Riporta queste righe come lista JSON di stringhe, una stringa per ciascuna riga, escludendo le righe vuote.

Estratto da un dataset
====
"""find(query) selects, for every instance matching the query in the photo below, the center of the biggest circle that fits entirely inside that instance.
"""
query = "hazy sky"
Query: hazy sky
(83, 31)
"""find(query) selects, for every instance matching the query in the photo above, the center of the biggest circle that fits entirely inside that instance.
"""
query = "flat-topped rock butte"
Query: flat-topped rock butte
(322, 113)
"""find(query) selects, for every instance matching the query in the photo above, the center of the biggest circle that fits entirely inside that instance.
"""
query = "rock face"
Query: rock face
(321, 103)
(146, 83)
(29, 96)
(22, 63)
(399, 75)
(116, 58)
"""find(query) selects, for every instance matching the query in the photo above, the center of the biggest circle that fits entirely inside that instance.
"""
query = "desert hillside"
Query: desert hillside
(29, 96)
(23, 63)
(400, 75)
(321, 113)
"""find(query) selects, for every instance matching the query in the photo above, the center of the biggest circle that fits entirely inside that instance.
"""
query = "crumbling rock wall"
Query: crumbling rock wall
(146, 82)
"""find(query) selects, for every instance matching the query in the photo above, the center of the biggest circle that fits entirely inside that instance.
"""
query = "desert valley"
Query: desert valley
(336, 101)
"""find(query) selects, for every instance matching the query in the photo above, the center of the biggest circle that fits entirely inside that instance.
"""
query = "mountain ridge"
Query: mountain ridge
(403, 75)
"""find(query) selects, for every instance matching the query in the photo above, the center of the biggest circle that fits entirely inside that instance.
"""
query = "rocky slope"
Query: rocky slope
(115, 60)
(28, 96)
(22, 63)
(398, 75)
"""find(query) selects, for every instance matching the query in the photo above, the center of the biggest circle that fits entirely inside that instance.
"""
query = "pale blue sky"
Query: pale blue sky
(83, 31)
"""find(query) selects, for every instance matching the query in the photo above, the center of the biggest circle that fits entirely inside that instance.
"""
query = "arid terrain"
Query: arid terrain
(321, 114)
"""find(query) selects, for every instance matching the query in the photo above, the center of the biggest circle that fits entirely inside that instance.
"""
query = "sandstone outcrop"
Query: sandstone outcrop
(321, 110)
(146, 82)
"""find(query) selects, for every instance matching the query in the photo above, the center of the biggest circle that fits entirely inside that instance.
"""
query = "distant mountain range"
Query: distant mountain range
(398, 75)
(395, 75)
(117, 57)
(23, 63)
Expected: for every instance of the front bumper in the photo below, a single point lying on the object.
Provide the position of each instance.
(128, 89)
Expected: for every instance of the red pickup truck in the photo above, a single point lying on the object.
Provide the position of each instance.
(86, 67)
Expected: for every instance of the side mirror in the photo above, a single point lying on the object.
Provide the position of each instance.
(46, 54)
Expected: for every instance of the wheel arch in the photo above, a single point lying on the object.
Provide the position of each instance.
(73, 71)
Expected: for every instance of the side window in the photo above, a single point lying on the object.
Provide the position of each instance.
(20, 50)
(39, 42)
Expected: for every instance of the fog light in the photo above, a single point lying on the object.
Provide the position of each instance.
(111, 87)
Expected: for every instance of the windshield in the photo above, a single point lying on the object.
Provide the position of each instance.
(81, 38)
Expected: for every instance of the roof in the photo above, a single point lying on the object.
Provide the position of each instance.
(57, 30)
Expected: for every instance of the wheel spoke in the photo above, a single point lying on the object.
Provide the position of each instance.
====
Risultato:
[
  "\"\"\"find(query) selects, for every instance matching the query in the photo below, the center of the biggest circle that fits entirely inside that instance.",
  "\"\"\"",
  "query = \"hazy sky\"",
  "Query: hazy sky",
  "(83, 31)",
  "\"\"\"find(query) selects, for every instance matching the query in the photo above, the center of the biggest circle that fits entirely inside that instance.",
  "\"\"\"",
  "query = \"flat-topped rock butte\"",
  "Query: flat-topped rock butte",
  "(322, 113)",
  "\"\"\"find(query) selects, for every instance matching the query in the photo above, the center of the biggest circle that fits entirely inside that instance.",
  "\"\"\"",
  "query = \"rock face\"",
  "Query: rock face",
  "(321, 103)",
  "(146, 83)",
  "(29, 96)",
  "(22, 63)",
  "(399, 75)",
  "(116, 58)",
  "\"\"\"find(query) selects, for every instance matching the query in the photo above, the center of the biggest circle that fits entirely inside that instance.",
  "\"\"\"",
  "query = \"desert hillside\"",
  "Query: desert hillside",
  "(29, 96)",
  "(23, 63)",
  "(400, 75)",
  "(321, 113)",
  "\"\"\"find(query) selects, for every instance matching the query in the photo above, the center of the biggest circle that fits entirely inside that instance.",
  "\"\"\"",
  "query = \"crumbling rock wall\"",
  "Query: crumbling rock wall",
  "(146, 82)",
  "\"\"\"find(query) selects, for every instance matching the query in the photo above, the center of the biggest circle that fits entirely inside that instance.",
  "\"\"\"",
  "query = \"desert valley\"",
  "Query: desert valley",
  "(336, 101)",
  "\"\"\"find(query) selects, for every instance matching the query in the photo above, the center of the biggest circle that fits entirely inside that instance.",
  "\"\"\"",
  "query = \"mountain ridge\"",
  "Query: mountain ridge",
  "(403, 75)",
  "\"\"\"find(query) selects, for every instance matching the query in the photo above, the center of the biggest circle that fits entirely inside that instance.",
  "\"\"\"",
  "query = \"rocky slope\"",
  "Query: rocky slope",
  "(115, 60)",
  "(28, 96)",
  "(22, 63)",
  "(398, 75)",
  "\"\"\"find(query) selects, for every instance matching the query in the photo above, the center of the biggest circle that fits entirely inside that instance.",
  "\"\"\"",
  "query = \"pale blue sky\"",
  "Query: pale blue sky",
  "(83, 31)",
  "\"\"\"find(query) selects, for every instance matching the query in the photo above, the center of the biggest circle that fits entirely inside that instance.",
  "\"\"\"",
  "query = \"arid terrain\"",
  "Query: arid terrain",
  "(321, 114)",
  "\"\"\"find(query) selects, for every instance matching the query in the photo above, the center of the biggest circle that fits entirely inside that instance.",
  "\"\"\"",
  "query = \"sandstone outcrop\"",
  "Query: sandstone outcrop",
  "(321, 110)",
  "(146, 82)",
  "\"\"\"find(query) selects, for every instance matching the query in the photo above, the center of the biggest circle that fits entirely inside that instance.",
  "\"\"\"",
  "query = \"distant mountain range\"",
  "Query: distant mountain range",
  "(398, 75)",
  "(395, 75)",
  "(117, 57)",
  "(23, 63)",
  "Expected: for every instance of the front bumper in the photo below, a single point lying on the object.",
  "Provide the position of each instance.",
  "(128, 89)",
  "Expected: for every instance of the red pickup truck in the photo above, a single point lying on the object.",
  "Provide the position of each instance.",
  "(86, 67)",
  "Expected: for every instance of the side mirror in the photo above, a single point lying on the object.",
  "Provide the position of each instance.",
  "(46, 54)",
  "Expected: for every instance of the wheel arch in the photo above, a single point lying on the object.",
  "Provide the position of each instance.",
  "(73, 71)",
  "Expected: for every instance of the side window in the photo above, a single point lying on the object.",
  "Provide the position of each instance.",
  "(20, 50)",
  "(39, 42)",
  "Expected: for every instance of the fog light in the photo above, a single point lying on the object.",
  "Provide the position of each instance.",
  "(111, 87)",
  "Expected: for every instance of the windshield in the photo above, a single point lying on the object.",
  "Provide the position of each instance.",
  "(81, 38)",
  "Expected: for every instance of the roof in the photo above, a single point lying on the object.",
  "Provide the position of each instance.",
  "(57, 30)",
  "Expected: for every instance of the wheel spoke in the photo above, a single point lying on the object.",
  "Provide the position of each instance."
]